Job: Collect each line in the entries below that contains the word "backpack", and copy every such line in full.

Listed records:
+ + + +
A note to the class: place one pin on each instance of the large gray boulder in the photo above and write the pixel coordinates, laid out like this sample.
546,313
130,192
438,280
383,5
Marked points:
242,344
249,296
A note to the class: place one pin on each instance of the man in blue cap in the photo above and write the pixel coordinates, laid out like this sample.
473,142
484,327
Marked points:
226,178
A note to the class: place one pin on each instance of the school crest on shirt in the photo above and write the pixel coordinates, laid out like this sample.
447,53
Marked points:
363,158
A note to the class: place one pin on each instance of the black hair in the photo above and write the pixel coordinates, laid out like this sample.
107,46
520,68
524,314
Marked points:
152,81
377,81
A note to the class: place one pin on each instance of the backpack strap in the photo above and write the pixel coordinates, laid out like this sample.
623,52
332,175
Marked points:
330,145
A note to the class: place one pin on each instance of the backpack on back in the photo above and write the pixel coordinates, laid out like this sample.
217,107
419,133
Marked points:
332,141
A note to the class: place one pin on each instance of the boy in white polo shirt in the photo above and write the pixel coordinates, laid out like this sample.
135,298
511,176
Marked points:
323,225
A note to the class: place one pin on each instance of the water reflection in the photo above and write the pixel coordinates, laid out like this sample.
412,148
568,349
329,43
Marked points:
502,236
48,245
+ + + +
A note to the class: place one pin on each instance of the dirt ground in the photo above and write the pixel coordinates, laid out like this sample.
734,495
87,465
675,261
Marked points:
+ + + +
The response:
A note to the class: place one pin on each instance of the backpack strap in the photo above and write the pixel coordinates, laid out like this sample.
A note to the class: place one pin on each instance of the backpack on back in the photo above and write the pixel coordinates, laid out like this sample.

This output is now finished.